Extracted data entries
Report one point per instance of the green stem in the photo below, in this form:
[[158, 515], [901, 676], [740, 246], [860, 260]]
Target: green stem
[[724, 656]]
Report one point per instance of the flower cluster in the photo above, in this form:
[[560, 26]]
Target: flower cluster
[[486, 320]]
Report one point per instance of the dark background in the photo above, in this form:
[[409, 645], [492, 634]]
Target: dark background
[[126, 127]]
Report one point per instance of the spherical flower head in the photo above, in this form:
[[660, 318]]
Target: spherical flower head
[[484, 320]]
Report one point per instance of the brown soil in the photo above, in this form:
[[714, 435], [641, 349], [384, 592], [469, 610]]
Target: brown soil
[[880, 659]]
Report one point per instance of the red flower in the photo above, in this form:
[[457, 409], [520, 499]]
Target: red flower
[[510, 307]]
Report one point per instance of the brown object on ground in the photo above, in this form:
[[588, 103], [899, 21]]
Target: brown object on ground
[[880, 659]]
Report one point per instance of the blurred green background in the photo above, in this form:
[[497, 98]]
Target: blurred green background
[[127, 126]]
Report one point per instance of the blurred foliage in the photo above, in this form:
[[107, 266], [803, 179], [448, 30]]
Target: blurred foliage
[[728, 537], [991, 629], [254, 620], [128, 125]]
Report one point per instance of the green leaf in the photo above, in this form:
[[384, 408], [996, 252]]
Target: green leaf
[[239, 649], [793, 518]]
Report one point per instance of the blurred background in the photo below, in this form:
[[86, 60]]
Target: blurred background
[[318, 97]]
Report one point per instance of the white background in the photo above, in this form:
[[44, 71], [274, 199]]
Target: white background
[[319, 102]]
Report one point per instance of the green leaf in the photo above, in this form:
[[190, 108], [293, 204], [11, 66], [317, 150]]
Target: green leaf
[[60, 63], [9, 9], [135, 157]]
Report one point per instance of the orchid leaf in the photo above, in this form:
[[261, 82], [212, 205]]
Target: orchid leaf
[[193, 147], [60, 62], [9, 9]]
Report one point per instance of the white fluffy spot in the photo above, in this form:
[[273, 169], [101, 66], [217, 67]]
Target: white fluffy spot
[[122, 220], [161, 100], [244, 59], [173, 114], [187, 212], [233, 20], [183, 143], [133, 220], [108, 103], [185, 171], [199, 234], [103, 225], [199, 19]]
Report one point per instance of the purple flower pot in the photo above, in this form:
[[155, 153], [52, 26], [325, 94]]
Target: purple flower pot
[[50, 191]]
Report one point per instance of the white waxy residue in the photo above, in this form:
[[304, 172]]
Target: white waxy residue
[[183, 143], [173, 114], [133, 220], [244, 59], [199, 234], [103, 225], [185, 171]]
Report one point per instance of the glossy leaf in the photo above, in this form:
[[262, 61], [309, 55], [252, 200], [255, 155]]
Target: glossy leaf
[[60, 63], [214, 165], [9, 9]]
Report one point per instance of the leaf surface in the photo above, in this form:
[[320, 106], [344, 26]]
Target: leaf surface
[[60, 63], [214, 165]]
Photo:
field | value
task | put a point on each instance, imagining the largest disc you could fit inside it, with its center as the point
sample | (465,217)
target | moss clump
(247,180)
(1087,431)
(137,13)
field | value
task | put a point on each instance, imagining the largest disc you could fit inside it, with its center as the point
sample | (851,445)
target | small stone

Your task.
Only certain lines are wanted. Please return exactly those from the top of the data through the line with "[[409, 645], [492, 634]]".

The completed task.
Report one point per instance of the green stem in the photo below, in this form:
[[158, 515], [901, 676], [740, 246], [860, 260]]
Target: green stem
[[724, 656]]
Report one point per instance of the flower cluster in the photo above, in this form:
[[560, 26]]
Target: flower cluster
[[486, 320]]
Report one point per instance of the dark background in the photo above, in this form:
[[409, 645], [492, 634]]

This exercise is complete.